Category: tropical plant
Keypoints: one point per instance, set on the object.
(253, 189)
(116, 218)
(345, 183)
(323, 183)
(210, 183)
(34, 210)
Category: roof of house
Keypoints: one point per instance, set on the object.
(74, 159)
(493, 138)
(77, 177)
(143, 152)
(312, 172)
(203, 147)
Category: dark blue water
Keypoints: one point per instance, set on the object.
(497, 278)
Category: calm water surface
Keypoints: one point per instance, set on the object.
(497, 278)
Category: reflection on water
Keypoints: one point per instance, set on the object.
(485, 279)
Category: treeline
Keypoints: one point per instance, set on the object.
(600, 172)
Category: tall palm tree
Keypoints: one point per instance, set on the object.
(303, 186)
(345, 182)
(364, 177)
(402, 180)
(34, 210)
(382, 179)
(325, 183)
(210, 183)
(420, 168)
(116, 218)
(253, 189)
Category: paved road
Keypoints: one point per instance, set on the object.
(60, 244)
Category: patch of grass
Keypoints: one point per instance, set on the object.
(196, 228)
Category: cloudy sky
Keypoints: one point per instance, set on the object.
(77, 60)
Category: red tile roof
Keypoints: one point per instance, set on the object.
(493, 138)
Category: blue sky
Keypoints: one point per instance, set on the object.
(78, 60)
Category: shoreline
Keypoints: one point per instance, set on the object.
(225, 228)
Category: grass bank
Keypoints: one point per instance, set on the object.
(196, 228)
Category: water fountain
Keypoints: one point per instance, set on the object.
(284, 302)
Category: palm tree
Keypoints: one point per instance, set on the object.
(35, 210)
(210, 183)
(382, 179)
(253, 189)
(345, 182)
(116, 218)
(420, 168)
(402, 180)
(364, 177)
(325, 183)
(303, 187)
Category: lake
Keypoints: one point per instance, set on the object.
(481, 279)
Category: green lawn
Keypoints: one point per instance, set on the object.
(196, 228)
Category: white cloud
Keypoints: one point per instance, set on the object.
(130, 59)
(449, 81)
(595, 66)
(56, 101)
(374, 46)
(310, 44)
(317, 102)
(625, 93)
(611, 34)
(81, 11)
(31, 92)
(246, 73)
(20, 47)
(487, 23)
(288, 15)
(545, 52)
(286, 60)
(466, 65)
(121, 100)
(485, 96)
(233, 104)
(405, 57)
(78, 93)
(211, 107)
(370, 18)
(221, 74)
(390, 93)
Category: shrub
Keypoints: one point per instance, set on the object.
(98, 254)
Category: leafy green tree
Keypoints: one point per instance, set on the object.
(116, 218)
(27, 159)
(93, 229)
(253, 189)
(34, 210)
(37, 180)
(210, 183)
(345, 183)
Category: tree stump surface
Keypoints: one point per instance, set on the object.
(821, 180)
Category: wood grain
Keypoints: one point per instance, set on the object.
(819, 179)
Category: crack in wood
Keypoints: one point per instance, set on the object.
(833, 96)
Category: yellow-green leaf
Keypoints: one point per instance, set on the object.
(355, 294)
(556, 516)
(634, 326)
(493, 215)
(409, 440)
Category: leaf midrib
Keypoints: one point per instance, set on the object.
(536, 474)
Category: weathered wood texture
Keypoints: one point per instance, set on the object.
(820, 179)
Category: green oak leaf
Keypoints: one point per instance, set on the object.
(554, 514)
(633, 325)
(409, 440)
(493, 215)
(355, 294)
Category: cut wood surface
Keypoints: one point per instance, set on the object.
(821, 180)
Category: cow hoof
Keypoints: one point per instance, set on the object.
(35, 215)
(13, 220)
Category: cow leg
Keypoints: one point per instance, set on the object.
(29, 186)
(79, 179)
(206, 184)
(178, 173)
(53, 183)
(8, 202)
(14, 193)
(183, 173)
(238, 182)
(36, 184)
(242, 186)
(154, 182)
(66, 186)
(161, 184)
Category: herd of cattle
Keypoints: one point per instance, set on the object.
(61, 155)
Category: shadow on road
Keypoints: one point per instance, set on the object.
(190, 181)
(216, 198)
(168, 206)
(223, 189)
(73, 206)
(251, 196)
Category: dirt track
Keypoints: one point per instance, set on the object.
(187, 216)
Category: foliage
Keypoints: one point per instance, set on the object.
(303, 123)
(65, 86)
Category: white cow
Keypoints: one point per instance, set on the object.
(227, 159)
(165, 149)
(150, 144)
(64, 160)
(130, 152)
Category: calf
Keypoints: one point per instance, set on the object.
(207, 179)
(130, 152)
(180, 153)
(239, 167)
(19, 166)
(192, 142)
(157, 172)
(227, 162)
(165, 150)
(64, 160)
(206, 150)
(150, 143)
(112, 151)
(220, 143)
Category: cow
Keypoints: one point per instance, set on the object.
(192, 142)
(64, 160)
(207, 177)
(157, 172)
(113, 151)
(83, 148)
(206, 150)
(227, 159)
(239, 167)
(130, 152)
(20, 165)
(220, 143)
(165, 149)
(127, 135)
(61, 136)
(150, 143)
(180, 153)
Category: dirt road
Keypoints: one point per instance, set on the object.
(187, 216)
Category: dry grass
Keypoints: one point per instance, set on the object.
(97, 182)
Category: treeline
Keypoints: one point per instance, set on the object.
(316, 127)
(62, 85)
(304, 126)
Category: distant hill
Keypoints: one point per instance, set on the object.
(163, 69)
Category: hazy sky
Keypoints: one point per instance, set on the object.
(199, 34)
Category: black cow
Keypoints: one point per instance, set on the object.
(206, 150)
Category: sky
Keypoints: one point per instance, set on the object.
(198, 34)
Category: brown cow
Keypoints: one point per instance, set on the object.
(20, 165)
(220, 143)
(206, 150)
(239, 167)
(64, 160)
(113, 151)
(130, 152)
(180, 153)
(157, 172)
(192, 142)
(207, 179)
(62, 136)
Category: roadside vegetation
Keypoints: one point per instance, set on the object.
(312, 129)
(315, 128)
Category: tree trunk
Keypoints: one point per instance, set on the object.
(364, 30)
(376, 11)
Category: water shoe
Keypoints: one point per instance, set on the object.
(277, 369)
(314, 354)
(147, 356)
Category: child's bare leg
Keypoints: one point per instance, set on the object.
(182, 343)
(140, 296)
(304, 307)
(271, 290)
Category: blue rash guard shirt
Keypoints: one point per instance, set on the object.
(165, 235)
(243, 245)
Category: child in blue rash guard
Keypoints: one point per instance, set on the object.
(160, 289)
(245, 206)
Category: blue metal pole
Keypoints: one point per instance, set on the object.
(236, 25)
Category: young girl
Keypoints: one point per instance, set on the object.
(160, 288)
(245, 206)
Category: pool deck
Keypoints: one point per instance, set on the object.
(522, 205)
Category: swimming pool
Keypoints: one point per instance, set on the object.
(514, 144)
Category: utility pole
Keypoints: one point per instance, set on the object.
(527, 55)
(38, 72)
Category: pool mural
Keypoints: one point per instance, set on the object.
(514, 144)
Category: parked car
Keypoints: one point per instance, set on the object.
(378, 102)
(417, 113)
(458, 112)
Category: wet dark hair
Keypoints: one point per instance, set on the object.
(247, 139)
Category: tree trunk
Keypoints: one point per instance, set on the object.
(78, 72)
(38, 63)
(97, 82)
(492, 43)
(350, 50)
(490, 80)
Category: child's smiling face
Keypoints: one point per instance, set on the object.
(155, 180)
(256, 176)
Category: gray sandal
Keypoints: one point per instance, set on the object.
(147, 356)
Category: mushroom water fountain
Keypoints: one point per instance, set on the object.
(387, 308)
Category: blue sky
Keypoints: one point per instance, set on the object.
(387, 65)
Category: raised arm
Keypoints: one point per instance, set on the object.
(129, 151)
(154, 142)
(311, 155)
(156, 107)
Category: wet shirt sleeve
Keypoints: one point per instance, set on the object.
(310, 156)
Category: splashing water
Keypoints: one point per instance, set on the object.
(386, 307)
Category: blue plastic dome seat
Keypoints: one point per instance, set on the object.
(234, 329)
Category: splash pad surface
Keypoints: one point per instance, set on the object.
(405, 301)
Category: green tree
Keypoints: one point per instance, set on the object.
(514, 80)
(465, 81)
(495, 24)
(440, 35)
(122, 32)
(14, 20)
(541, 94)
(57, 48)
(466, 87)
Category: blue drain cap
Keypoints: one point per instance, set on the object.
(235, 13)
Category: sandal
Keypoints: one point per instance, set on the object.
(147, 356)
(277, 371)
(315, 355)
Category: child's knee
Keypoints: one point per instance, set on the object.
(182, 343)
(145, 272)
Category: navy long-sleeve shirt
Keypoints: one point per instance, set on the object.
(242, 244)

· · ·

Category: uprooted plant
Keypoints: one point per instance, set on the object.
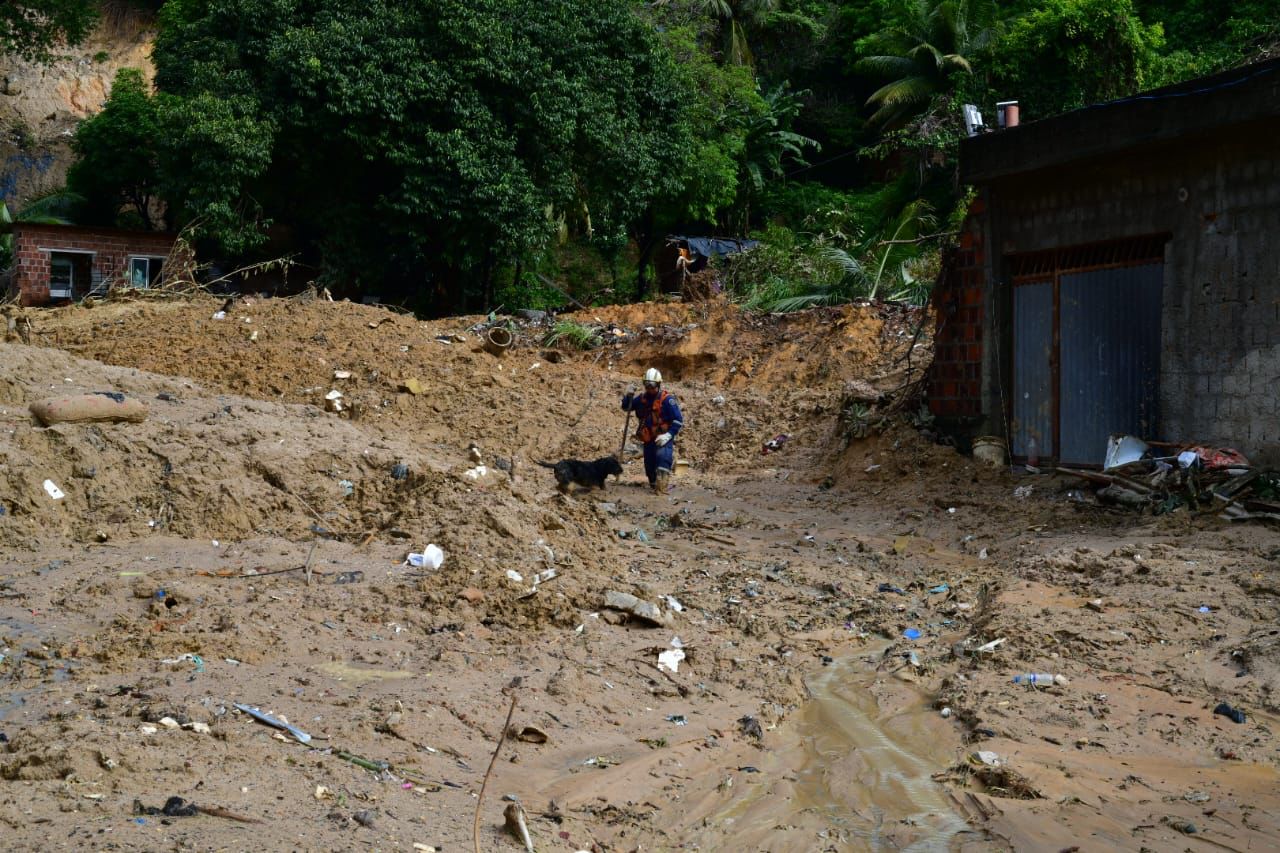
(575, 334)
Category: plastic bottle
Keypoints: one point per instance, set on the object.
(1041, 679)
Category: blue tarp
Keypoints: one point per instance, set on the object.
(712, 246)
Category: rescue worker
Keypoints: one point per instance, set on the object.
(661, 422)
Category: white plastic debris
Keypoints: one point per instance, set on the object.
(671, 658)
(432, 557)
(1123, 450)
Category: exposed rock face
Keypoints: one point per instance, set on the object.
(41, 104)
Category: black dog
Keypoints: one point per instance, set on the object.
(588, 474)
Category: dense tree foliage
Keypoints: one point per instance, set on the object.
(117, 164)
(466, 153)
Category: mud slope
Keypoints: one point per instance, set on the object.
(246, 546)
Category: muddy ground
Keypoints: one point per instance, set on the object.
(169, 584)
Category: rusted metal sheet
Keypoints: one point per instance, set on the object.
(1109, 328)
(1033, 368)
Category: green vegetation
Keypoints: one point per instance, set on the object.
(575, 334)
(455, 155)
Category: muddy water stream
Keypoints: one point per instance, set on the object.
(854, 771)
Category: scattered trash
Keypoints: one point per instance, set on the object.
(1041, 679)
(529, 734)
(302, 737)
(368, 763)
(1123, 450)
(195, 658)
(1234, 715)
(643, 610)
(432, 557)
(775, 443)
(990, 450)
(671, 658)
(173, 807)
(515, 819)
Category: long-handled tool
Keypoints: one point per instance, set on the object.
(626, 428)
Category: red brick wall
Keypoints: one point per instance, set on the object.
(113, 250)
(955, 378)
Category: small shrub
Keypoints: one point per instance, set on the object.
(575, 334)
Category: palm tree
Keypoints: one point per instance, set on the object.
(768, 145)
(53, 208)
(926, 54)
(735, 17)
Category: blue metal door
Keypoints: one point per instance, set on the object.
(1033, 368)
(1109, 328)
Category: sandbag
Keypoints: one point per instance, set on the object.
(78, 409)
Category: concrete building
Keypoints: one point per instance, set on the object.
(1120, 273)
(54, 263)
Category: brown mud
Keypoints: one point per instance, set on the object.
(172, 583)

· · ·

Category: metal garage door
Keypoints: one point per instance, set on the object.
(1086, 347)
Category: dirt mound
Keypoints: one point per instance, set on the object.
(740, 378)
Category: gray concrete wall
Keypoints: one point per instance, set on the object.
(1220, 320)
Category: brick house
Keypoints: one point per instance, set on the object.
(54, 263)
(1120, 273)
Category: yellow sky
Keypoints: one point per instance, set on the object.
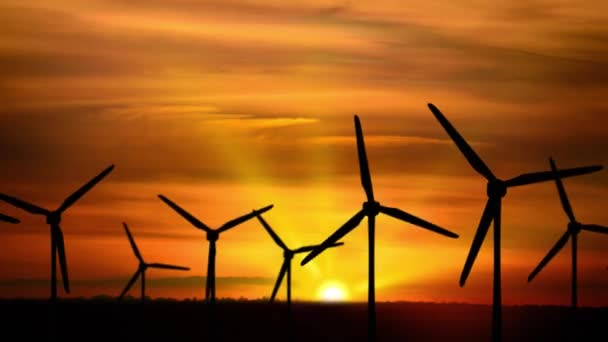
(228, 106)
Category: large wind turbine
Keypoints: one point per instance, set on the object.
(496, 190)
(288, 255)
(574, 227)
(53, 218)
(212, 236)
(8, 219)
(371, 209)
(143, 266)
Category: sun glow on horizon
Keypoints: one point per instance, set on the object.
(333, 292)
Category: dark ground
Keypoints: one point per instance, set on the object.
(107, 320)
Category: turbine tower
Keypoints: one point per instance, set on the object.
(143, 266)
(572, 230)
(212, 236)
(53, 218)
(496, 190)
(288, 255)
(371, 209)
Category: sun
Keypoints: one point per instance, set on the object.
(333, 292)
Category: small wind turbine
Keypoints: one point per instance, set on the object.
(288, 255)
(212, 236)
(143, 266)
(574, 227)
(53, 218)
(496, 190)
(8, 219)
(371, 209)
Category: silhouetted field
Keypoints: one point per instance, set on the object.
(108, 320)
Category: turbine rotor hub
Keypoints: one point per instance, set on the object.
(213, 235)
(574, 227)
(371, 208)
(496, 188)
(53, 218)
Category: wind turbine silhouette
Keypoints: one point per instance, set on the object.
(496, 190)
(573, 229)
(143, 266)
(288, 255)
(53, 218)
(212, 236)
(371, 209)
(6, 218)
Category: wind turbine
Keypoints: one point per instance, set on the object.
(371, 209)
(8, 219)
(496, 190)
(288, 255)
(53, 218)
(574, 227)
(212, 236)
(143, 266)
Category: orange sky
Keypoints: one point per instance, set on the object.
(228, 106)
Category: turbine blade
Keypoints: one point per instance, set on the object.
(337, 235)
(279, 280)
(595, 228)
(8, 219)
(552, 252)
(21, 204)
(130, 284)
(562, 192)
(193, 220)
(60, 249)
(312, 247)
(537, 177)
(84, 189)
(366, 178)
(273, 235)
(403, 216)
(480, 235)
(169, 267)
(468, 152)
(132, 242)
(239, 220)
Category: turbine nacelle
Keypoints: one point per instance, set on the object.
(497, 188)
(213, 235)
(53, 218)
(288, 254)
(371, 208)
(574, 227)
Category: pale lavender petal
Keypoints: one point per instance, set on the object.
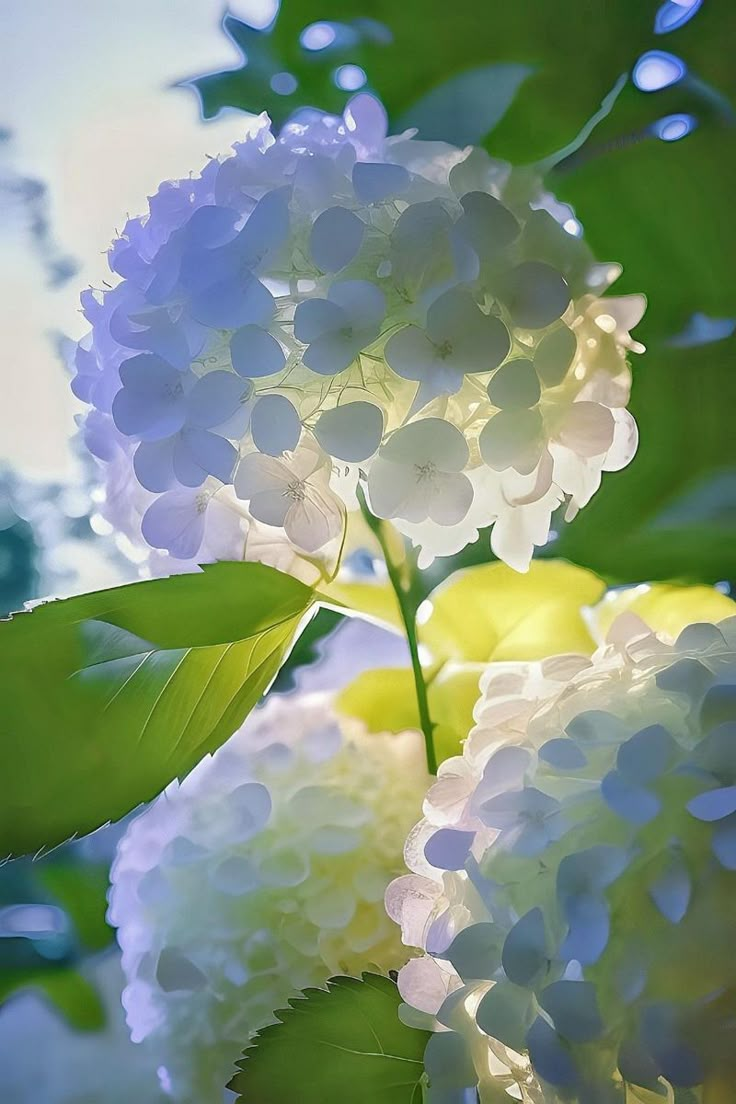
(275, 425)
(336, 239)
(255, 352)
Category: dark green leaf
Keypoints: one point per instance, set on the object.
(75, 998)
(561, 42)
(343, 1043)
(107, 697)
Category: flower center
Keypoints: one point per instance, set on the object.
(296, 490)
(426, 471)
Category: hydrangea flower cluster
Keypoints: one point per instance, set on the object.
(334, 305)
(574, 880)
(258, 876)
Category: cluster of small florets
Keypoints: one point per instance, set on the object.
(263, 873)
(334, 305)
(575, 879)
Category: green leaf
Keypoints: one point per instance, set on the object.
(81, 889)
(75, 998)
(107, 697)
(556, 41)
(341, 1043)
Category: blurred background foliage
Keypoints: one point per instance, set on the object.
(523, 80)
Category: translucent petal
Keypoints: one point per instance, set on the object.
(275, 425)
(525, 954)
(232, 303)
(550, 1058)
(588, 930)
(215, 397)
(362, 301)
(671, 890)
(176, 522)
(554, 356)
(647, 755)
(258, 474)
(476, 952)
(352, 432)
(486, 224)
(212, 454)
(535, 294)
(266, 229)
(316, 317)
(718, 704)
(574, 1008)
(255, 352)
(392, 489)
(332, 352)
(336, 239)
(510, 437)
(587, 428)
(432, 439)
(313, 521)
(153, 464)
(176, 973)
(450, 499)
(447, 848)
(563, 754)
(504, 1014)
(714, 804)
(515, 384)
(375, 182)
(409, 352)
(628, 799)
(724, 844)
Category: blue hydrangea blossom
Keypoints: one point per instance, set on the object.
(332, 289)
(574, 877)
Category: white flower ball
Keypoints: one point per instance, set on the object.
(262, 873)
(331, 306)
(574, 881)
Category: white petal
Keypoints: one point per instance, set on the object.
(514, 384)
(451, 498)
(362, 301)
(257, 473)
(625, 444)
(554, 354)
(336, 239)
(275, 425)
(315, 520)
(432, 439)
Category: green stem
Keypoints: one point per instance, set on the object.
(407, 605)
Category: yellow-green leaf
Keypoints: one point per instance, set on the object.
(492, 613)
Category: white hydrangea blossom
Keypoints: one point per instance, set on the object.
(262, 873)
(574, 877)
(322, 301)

· · ·

What the task asks ->
Return all lines of the material above in which the word "water" occurs.

Exercise response ->
Category: dark blue water
Category: calm water surface
Category: reflection on water
Category: water fountain
Category: water shoe
Category: mushroom water fountain
Category: splashing water
Category: muddy water stream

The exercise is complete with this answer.